Provided records Start Marker
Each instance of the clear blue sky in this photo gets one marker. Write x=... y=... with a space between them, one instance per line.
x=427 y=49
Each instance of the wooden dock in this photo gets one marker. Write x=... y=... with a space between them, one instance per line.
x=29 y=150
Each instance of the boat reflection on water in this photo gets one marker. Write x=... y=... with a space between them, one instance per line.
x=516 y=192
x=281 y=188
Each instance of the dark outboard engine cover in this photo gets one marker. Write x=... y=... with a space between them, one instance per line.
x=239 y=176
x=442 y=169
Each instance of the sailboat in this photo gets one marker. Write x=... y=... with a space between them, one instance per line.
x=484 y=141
Provided records End Marker
What you need to do:
Transcribe the entries exactly, and make each line match the original.

Result of the exercise:
Each instance of the clear blue sky in this photo gets one marker. Write x=... y=... with a space between them, one instance per line.
x=427 y=49
Each instance of the wooden dock in this photo gets one marker. Write x=... y=... with a space between them, one instance per line.
x=29 y=150
Each instance of the boat reflection on water in this photo gets one marker. Write x=... y=... with a space between them, one instance per line.
x=516 y=192
x=281 y=188
Each instance of the dark outboard engine cover in this photo gets one marker. Write x=... y=... with a space between them, one instance per line.
x=239 y=176
x=442 y=169
Each instance of the sailboat in this photo gets one marker. Write x=... y=... with a space between them, one instance per line.
x=484 y=141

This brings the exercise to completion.